TASK DATA:
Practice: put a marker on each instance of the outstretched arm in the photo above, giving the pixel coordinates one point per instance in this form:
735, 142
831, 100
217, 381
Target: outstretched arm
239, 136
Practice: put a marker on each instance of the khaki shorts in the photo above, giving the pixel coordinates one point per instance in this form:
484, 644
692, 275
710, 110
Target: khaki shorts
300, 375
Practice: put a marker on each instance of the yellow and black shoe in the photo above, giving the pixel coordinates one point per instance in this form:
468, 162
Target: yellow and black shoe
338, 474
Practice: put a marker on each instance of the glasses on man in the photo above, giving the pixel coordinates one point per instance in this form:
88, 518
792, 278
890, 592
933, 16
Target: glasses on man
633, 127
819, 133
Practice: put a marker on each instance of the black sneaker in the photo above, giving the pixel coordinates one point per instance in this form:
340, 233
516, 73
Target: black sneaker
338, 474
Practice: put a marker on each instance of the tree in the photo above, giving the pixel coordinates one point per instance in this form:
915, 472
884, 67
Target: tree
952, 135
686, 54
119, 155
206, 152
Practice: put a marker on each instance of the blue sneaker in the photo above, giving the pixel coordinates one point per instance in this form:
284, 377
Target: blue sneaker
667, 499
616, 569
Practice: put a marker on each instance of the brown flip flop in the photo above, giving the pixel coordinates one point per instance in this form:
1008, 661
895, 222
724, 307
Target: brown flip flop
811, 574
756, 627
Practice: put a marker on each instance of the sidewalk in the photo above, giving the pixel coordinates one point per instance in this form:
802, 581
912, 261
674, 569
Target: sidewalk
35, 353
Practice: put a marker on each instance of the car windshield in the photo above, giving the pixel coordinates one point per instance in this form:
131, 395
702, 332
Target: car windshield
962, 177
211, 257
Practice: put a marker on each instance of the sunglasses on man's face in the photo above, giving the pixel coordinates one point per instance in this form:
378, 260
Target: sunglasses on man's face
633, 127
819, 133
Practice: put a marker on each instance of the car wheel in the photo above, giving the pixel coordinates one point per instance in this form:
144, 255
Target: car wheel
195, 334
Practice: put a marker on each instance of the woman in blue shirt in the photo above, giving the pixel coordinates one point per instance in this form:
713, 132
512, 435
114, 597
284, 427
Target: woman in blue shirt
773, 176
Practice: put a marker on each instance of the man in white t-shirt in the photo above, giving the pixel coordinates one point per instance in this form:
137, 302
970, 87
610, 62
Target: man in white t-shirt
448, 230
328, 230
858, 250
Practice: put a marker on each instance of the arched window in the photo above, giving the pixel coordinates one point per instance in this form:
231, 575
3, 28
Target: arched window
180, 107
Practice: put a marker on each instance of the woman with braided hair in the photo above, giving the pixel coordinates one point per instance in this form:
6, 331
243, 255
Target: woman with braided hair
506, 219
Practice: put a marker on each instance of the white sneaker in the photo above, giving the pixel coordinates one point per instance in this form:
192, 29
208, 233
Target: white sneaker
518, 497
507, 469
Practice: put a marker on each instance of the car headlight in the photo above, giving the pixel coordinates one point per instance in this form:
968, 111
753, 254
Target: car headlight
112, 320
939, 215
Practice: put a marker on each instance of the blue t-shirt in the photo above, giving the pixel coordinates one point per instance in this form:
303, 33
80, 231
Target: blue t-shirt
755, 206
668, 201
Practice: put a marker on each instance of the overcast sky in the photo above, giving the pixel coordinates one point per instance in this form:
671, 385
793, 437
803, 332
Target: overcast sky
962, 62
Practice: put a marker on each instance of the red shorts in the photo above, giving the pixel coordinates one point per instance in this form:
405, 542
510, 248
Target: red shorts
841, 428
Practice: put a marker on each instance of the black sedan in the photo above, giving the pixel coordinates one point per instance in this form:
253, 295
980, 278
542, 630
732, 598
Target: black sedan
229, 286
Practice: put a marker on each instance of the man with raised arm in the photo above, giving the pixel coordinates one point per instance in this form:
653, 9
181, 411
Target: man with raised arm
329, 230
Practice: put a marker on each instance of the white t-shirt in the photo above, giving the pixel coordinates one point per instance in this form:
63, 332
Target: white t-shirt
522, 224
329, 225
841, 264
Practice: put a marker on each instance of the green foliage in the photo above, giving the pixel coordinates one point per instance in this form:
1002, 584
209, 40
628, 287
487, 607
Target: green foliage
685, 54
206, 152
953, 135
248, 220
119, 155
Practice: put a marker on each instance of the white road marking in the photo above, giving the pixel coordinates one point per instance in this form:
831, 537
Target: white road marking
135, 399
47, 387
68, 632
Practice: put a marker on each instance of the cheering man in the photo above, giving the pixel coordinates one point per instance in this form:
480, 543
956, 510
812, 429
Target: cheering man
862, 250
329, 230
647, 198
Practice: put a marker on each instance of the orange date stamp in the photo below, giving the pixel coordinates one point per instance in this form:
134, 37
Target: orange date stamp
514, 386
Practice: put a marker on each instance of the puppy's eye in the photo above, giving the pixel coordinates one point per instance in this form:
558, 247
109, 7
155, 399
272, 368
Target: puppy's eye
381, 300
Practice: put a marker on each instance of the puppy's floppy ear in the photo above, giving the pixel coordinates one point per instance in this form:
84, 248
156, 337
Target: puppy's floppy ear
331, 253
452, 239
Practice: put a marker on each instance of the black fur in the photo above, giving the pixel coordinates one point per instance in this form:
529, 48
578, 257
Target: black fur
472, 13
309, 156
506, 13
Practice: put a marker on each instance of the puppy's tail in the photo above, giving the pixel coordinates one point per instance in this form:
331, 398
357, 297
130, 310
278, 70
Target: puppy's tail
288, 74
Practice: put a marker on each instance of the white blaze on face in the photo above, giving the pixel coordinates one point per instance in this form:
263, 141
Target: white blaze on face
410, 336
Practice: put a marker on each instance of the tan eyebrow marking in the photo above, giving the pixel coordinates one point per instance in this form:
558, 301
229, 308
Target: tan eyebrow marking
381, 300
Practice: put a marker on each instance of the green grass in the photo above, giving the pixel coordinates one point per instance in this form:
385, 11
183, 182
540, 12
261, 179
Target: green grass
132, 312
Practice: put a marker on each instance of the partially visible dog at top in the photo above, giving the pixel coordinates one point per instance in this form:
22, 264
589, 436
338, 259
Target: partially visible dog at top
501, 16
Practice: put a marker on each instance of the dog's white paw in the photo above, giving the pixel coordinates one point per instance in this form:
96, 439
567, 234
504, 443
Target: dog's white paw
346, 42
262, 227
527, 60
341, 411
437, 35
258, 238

GOAL: All entries must be repeated verbatim.

TASK OUTPUT:
Practice: put a marker on each instance of the outstretched arm in the photo above, giving the pixel coordinates one point per instance in this form:
735, 142
831, 100
217, 381
Target: outstretched arm
239, 136
Practice: put a marker on each instance of the khaki shorts in the photo above, giving the pixel coordinates one point per instance in this form:
484, 644
692, 275
710, 110
Target: khaki shorts
300, 375
Practice: put a marker on each instance of the yellow and black shoe in the photo above, giving the pixel coordinates one point per instance in this form:
468, 162
Target: yellow and black shoe
338, 474
Practice: put a marker on each instance of the glasses on man in the photo above, giving the pixel coordinates one point per instance in this form:
88, 518
792, 278
890, 592
933, 16
Target: glasses on man
633, 127
819, 133
Practice: put a marker on each instance of the black sneaker in the photo above, giving the pixel coordinates one point per instance in this form:
340, 233
516, 73
Target: black sneaker
338, 474
Practice: put a marker on each instance of the tree in the photo above, giving the pixel coordinates one point per instance in this form:
915, 472
884, 67
Target: tree
952, 135
686, 54
119, 155
206, 152
Practice: put a marker on each instance of the blue sneaker in the photo above, giving the pixel coordinates one point per instance in this form:
284, 377
Target: blue sneaker
667, 499
616, 569
Practice: put a marker on each instance of the brown flip flop in the photo above, giving the pixel coordinates one point per instance in this form:
1008, 661
895, 222
724, 307
Target: brown flip flop
811, 574
756, 627
Practice: put a marker on each instance of the sidewalk in the photo above, giving the pixel coordinates one point per instance in this form:
802, 581
912, 261
674, 569
Target: sidewalk
35, 353
Practice: put a marker on each instance of the car windshield in the photo above, giving the pixel coordinates one point per instance in this form:
131, 395
702, 332
Target: car windshield
962, 177
211, 257
Practice: put a marker on each instance of the sunglasses on man's face in the photo above, giving the pixel coordinates one point per instance in this form:
378, 260
Target: sunglasses on man's face
633, 127
819, 133
Practice: put a marker on each instance of the car wheel in the photo above, giving the pixel coordinates one point per instance in this form:
144, 255
Target: car wheel
195, 334
Practice: put a marker on each instance of the woman in blue shirt in the photo above, giving the pixel coordinates one point per instance in this form:
713, 132
512, 435
114, 597
284, 427
Target: woman in blue shirt
773, 176
Practice: put a marker on each instance of the man in white t-shirt in the photo above, giving the pixel coordinates one point per instance in this form:
137, 302
970, 87
610, 62
Target: man in white t-shirt
448, 230
328, 230
858, 250
Practice: put a marker on each instance of the arched window in the photo above, giving the pixel coordinates one point per instance in this form:
231, 575
3, 28
Target: arched window
180, 107
Practice: put a marker on each instance of the woman with braided hair in the photo above, giving the pixel coordinates one point per instance in this form:
6, 331
243, 255
Target: woman with braided hair
506, 219
Practice: put a marker on each instance of the white sneaker in the photo above, giving the pixel coordinates one point per instance in this form:
192, 29
208, 233
Target: white sneaker
518, 497
507, 469
Practice: put a marker on each instance of the car headlight in the photo above, giving the pixel coordinates one point per instance in this form:
968, 111
753, 254
Target: car headlight
112, 320
939, 215
Practice: put a marker on each instance of the blue t-shirt in the photo above, giving the pixel coordinates one point per instance in this form:
303, 33
80, 231
Target: blue t-shirt
755, 206
668, 201
Practice: put a marker on each instance of the overcast sky in the photo above, giving the pixel coordinates one point per instance in this form:
671, 385
793, 437
803, 332
Target: overcast sky
962, 62
Practice: put a marker on each instance of the red shorts in the photo above, giving the pixel coordinates one point per instance in this form:
405, 542
510, 248
Target: red shorts
841, 428
Practice: put a marker on each instance of the black sedan in the photo above, giving the pixel coordinates one point per instance in this form:
253, 295
980, 278
542, 630
732, 598
Target: black sedan
229, 286
Practice: put a marker on each instance of the man with raised arm in the photo above, giving the pixel coordinates one point per instance in this form:
653, 9
181, 411
Target: man with raised arm
329, 230
Practice: put a marker on each instance of the white t-shirt in the photo above, giving the pixel coordinates one point per instance in this form:
63, 332
Target: white t-shirt
522, 224
329, 225
841, 264
Practice: put a marker on each instance of the green foliage in the photo above, giving the pixel coordinates one point per instance in this form:
1002, 584
209, 40
628, 287
487, 607
Target: green foliage
685, 54
206, 152
953, 135
248, 220
119, 155
Practice: put a marker on each instance of the white road marking in the photo above, giving the pixel coordinates one point per instance in this form:
831, 537
Target: white road marking
135, 399
47, 387
68, 632
Practice: put a marker on each instance of the cheering man in the photo above, giving the pixel coordinates one point per instance in this form:
480, 543
956, 510
812, 429
Target: cheering man
862, 250
329, 230
647, 198
Practice: put a marker on each instance of the orange date stamp in the photo below, giving the pixel coordinates one point per instance in this form:
134, 37
Target: orange date stamp
514, 386
Practice: put a marker on each instance of the puppy's eye in the photo above, giving the pixel coordinates one point per instance in this form:
558, 247
109, 7
155, 399
272, 368
Target: puppy's eye
381, 300
Practice: put a marker on each instance of the puppy's floppy ear in the photo above, giving the pixel coordinates one point per instance in this form:
84, 248
156, 337
Target: puppy's floppy ear
331, 253
452, 239
Practice: put a marker on each instance of the black fur in the photo above, giving the pixel coordinates one point per instance in this form:
529, 48
578, 257
Target: black fur
472, 13
309, 156
506, 13
Practice: put a marker on each instance of the puppy's tail in the photo above, giving the pixel coordinates one point per instance in this form:
331, 398
357, 297
130, 310
278, 70
Target: puppy's tail
288, 74
Practice: put a marker on each instance of the white blaze on face in the photo above, giving the pixel coordinates one point per instance in this form:
263, 141
Target: white blaze on face
410, 336
Practice: put a marker on each instance of the tan eyebrow marking in the photo above, giving the pixel coordinates one point per instance in this form:
558, 301
229, 308
Target: tan eyebrow marking
381, 300
Practice: put a marker on each instance of the green grass in the photo above, giving the pixel coordinates one point per instance in this form:
385, 11
183, 182
540, 12
261, 179
Target: green grass
132, 312
Practice: put a marker on each instance of the partially visible dog at top in the photo above, giving the pixel coordinates one point per instance in this form:
22, 264
589, 436
338, 259
Target: partially visible dog at top
501, 16
Practice: put a marker on each instance of the dog's white paw in the photo above, giving the pixel coordinates one point per instance in this form:
96, 439
567, 234
504, 443
Target: dog's white paw
346, 42
262, 227
527, 60
341, 411
437, 35
258, 238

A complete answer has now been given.